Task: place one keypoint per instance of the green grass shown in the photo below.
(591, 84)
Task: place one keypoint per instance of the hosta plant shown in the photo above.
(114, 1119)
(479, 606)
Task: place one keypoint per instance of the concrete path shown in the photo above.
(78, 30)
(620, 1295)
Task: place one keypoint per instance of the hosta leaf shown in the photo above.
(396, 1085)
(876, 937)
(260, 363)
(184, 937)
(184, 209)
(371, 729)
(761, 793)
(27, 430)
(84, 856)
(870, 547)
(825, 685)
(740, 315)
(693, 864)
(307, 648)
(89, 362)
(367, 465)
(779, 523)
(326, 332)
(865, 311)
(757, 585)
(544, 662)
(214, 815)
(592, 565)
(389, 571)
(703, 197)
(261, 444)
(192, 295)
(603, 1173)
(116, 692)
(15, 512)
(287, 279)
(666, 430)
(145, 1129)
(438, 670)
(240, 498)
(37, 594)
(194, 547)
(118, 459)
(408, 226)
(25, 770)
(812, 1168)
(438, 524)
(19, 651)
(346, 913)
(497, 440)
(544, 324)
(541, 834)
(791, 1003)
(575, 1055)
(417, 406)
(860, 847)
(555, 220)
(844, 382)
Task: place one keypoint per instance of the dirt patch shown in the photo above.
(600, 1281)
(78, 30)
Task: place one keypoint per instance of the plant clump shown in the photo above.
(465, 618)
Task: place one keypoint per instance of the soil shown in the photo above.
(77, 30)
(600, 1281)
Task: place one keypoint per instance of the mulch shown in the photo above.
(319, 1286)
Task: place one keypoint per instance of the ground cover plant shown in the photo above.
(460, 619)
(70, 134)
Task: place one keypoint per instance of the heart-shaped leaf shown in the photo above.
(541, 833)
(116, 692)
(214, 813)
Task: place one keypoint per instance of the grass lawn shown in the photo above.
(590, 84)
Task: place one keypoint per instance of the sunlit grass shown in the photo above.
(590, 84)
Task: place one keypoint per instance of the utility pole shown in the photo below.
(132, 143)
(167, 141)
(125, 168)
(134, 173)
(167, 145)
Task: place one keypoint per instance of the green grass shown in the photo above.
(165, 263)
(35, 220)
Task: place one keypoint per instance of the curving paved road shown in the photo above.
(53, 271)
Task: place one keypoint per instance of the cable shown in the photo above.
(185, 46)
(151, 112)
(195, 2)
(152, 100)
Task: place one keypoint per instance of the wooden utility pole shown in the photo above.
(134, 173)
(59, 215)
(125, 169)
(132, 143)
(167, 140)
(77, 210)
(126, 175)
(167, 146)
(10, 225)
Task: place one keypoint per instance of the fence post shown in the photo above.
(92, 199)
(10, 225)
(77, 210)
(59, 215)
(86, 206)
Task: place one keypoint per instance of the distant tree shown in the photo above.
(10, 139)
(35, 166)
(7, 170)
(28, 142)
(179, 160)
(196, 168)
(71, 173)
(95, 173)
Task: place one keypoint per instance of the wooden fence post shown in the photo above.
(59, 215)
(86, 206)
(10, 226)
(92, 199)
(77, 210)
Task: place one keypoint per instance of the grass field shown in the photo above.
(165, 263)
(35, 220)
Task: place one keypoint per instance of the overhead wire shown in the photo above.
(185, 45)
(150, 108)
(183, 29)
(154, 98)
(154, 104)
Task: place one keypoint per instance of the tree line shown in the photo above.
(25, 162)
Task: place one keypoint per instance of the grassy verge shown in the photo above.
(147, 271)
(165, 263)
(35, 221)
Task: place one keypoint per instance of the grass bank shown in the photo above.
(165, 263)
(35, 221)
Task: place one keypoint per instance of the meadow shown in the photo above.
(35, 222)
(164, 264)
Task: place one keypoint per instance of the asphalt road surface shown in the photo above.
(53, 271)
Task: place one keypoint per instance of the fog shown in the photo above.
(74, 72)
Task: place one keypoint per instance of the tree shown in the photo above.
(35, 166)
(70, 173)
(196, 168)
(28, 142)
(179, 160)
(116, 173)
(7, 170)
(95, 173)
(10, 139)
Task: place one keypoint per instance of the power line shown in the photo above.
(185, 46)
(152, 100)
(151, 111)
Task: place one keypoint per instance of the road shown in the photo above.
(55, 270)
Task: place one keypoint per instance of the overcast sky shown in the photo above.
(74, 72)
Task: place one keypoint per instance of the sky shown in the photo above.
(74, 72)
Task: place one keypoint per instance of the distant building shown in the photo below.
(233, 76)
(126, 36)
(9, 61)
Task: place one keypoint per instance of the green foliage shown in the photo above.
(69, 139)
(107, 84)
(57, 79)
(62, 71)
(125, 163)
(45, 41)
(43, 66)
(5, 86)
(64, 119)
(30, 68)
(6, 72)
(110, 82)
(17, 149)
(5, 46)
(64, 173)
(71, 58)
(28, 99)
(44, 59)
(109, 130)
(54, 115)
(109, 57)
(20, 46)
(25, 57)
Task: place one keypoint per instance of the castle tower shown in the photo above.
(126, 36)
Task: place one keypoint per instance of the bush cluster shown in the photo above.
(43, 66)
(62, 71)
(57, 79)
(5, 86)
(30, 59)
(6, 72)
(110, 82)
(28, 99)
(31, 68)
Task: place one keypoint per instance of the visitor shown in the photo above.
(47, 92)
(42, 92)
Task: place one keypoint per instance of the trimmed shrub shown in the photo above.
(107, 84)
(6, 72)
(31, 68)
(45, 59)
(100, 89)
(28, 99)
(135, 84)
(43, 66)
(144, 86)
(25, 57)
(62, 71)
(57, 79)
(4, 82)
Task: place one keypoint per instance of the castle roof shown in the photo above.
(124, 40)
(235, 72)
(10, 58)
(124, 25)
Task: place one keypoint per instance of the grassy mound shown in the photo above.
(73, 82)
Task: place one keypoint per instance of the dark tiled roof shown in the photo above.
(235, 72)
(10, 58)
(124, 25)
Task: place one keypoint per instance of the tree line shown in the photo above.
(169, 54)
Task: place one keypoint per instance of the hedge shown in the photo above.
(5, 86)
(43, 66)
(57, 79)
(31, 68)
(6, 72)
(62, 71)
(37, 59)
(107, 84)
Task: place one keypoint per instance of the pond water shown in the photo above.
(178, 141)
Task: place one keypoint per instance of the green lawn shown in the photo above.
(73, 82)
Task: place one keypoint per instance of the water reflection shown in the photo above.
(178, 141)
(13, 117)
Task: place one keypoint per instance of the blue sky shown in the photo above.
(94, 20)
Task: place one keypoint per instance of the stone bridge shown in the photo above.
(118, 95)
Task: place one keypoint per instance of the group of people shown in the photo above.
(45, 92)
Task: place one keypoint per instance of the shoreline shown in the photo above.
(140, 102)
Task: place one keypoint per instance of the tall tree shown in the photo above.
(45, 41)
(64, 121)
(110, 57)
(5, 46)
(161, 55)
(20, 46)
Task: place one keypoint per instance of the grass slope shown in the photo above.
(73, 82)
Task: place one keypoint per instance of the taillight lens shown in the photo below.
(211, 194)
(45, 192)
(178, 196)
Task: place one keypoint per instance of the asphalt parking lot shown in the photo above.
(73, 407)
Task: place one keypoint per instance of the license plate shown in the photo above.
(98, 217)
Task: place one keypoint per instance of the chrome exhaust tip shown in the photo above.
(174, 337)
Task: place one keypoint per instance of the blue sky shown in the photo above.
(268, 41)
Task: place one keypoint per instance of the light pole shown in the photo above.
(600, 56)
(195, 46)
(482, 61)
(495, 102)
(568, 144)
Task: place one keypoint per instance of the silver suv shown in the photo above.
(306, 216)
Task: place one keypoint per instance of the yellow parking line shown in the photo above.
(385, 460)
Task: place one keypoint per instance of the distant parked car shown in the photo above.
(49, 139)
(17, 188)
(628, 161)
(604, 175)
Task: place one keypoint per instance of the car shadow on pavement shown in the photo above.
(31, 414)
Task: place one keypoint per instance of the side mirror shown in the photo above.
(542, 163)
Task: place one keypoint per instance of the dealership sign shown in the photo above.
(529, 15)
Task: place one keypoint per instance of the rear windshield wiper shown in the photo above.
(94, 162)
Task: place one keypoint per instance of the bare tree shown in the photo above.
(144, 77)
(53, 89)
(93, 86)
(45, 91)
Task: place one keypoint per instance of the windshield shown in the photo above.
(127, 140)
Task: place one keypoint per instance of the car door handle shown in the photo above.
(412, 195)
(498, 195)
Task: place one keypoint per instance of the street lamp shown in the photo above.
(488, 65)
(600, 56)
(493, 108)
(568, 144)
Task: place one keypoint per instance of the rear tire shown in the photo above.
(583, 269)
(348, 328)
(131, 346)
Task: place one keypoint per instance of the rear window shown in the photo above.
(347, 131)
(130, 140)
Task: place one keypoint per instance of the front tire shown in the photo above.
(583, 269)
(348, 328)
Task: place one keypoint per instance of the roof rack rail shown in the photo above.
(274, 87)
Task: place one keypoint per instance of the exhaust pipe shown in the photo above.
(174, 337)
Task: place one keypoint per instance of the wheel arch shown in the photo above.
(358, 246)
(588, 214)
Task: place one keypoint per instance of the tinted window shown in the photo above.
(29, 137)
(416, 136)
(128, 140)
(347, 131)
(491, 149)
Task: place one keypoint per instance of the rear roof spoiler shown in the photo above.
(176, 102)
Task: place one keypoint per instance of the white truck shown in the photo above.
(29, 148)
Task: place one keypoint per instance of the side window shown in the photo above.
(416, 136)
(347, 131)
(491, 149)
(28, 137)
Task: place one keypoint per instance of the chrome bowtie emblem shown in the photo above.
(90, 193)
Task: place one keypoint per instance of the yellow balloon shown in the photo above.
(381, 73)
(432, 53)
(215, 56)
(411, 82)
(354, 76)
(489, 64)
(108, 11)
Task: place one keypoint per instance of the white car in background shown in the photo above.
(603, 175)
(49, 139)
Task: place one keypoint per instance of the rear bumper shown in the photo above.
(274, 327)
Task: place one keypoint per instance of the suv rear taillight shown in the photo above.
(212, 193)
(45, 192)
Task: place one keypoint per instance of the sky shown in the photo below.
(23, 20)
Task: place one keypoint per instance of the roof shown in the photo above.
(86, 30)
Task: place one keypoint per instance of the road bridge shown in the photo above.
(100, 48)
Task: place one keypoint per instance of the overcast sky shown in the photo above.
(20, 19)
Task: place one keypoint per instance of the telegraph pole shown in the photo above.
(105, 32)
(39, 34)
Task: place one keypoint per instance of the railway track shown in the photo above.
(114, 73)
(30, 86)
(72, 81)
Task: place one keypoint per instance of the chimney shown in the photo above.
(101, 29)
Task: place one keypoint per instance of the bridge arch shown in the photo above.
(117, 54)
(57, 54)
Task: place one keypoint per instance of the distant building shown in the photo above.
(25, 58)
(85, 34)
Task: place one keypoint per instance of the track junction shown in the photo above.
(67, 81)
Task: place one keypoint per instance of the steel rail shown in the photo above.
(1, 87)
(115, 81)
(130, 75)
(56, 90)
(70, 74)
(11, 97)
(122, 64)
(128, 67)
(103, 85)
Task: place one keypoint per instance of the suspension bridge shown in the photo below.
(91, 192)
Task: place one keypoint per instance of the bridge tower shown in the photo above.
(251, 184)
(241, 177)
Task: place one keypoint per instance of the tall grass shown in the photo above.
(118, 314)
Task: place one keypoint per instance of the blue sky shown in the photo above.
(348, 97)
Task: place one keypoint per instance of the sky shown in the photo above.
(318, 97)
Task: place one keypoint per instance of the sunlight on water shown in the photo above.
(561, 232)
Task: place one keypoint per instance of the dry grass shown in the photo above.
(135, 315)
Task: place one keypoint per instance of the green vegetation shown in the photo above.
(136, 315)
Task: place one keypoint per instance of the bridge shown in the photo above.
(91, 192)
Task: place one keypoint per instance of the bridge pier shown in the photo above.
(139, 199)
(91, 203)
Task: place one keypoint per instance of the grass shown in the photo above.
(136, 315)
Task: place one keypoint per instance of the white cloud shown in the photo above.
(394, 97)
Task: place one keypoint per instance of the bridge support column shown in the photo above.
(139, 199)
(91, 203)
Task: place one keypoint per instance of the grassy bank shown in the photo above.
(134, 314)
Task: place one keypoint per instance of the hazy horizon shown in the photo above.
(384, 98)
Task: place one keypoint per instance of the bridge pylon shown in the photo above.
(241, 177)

* * * *

» Your assignment:
Give an exact copy of the lines from the one with "Task: place one keypoint per instance of the grassy bank" through the end of the entries, both ends included.

» Solution to the problem:
Task: place one keypoint per instance of the grassy bank shown in the photo above.
(134, 314)
Task: place one keypoint per instance of the hazy horizon shown in the photo above.
(384, 98)
Task: place one keypoint per instance of the bridge pylon shown in the photo above.
(241, 177)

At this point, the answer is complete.